### TEXT BLOCK
Living near oil, gas wells linked to worse cardiovascular health
Colorado residents who live in close proximity to oil and natural gas extraction sites might experience poorer cardiovascular health because of it, according to work published Dec. 6 in Environmental Research.
The study, headed by Lisa M. McKenzie, PhD, MPH, and colleagues at the University of Colorado Anschutz Medical Campus, analyzed 97 men and women living in Fort Collins, Greeley and Windsor, Colorado. The authors said an upward trend in oil and gas extraction, fracking, horizontal drilling and micro-seismic imaging means U.S. residents are increasingly being exposed to potentially harmful noise and emissions.
“More than 17.4 million people in the U.S. now live within one mile of an active oil and gas well,” McKenzie said in a release. “While behavioral and genetic factors contribute to the burden of CVD, exposure to environmental stressors, such as air pollution, noise and psychosocial stress also contribute to cardiovascular morbidity and mortality.”
McKenzie and her team’s study complements recent reports, which have found that both an excess of noise and an excess of the kind of particulate matter emitted from oil and gas operations can contribute to a decline in cardiovascular health.
The 97 participants enrolled in the trial were tobacco- and marijuana-free and held jobs that didn’t expose them to dust, fumes, solvents or oil or gas development activities. None of them had a history of diabetes, chronic obstructive pulmonary disease or chronic inflammatory disease.

### WORK TO COMPLETE
1 - According to the article on oil and gas wells and heart health, how many people in the U.S. live within one mile of an active oil and gas well?
2 - Reproduce the article on oil and gas wells and heart health word for word, between "McKenzie and her" and "chronic inflammatory disease.", inclusive.

### GIVEN MATERIAL
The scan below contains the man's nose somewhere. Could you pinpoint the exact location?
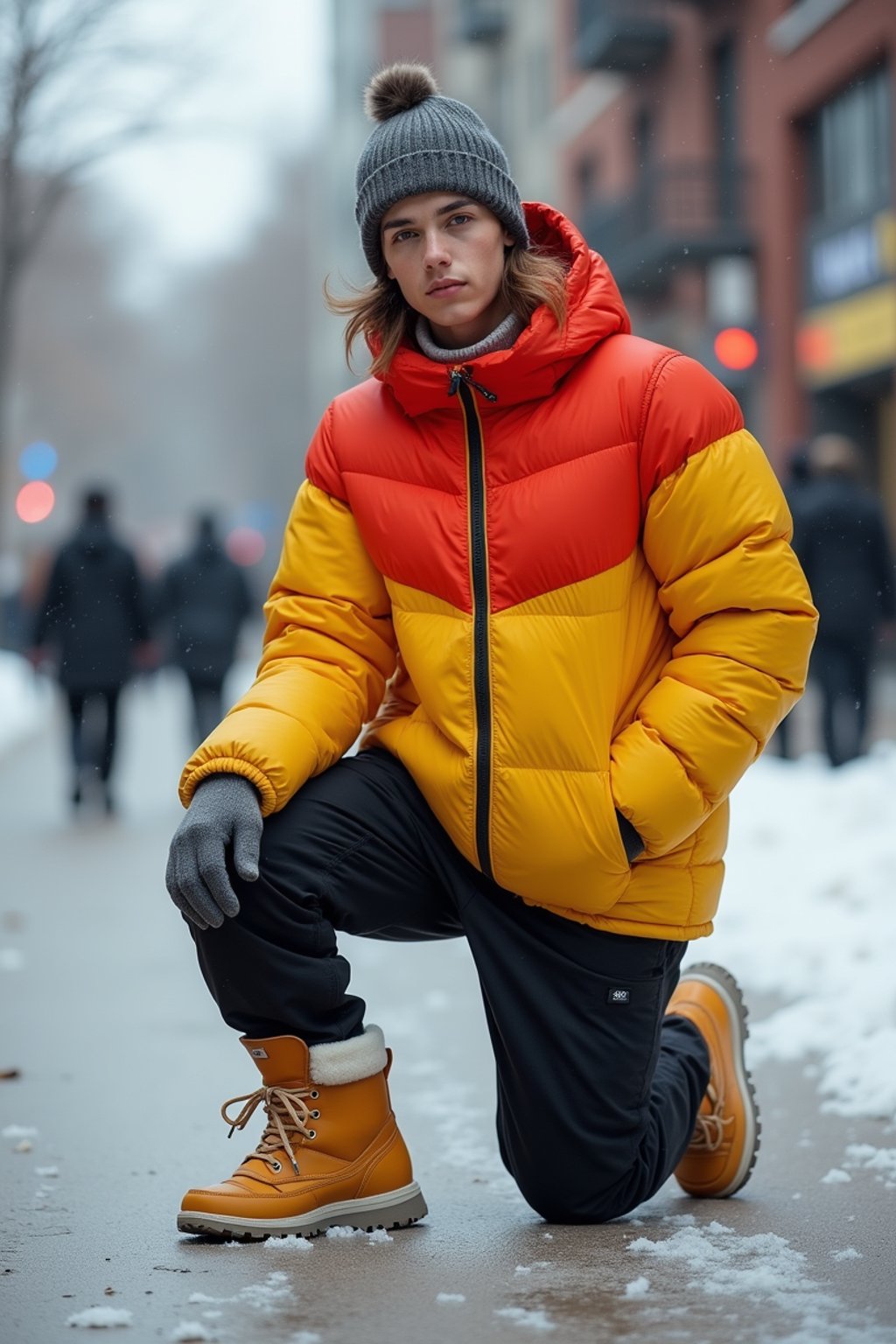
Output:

### SOLUTIONS TO THE EXERCISE
1 - More than 17.4 million people.

2 -
McKenzie and her team’s study complements recent reports, which have found that both an excess of noise and an excess of the kind of particulate matter emitted from oil and gas operations can contribute to a decline in cardiovascular health.
The 97 participants enrolled in the trial were tobacco- and marijuana-free and held jobs that didn’t expose them to dust, fumes, solvents or oil or gas development activities. None of them had a history of diabetes, chronic obstructive pulmonary disease or chronic inflammatory disease.